— Tu objetivo —
Reproduce al pie de la letra un tramo de los datos de abajo: empieza en la línea que contiene "Target: bridge arch" y termina tras la línea que contiene "(1059, 651)", incluyendo ambas.

--*--

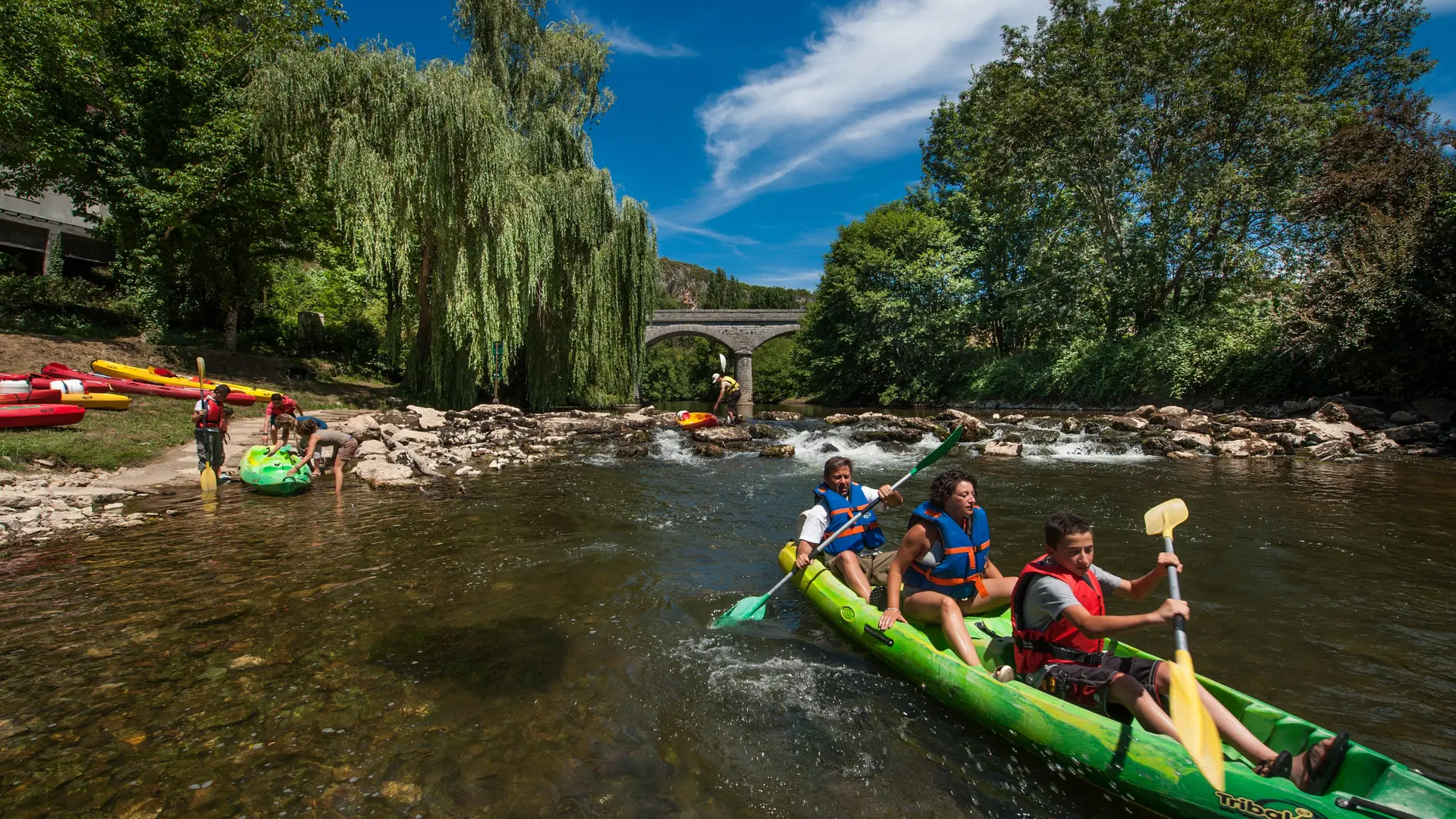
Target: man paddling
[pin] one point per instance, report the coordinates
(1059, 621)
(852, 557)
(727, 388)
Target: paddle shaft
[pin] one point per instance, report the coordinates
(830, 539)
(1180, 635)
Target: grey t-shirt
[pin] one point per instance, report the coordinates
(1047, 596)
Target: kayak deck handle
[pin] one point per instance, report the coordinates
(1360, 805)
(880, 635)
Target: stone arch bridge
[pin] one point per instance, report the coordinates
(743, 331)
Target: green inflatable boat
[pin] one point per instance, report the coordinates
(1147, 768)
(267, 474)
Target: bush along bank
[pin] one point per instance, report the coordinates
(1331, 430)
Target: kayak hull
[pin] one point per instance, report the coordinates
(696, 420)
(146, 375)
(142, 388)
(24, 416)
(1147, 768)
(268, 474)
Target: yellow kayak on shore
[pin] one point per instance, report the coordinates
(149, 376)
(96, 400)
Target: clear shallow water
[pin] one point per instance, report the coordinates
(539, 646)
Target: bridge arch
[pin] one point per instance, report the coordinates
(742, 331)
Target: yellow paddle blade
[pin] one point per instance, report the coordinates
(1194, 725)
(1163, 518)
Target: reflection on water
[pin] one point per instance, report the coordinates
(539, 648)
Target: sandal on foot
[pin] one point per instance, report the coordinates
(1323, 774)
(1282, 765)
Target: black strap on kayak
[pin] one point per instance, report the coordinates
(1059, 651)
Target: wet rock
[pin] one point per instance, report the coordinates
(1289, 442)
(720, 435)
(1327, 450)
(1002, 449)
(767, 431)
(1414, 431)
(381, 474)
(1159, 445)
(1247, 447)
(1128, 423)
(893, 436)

--*--

— Respuesta correcta —
Target: bridge arch
[pin] one point per instance, report the coordinates
(742, 331)
Target: yellow paddle blade
[pin] one point per instance, report the coordinates
(1194, 725)
(1163, 518)
Target: reflection on water
[pin] one point per instance, report the coordinates
(539, 648)
Target: sandal on foot
[pin] one point per instance, report the coordinates
(1323, 774)
(1282, 765)
Target: black strap on kayak
[pin] one point per instance, report the coordinates
(1059, 651)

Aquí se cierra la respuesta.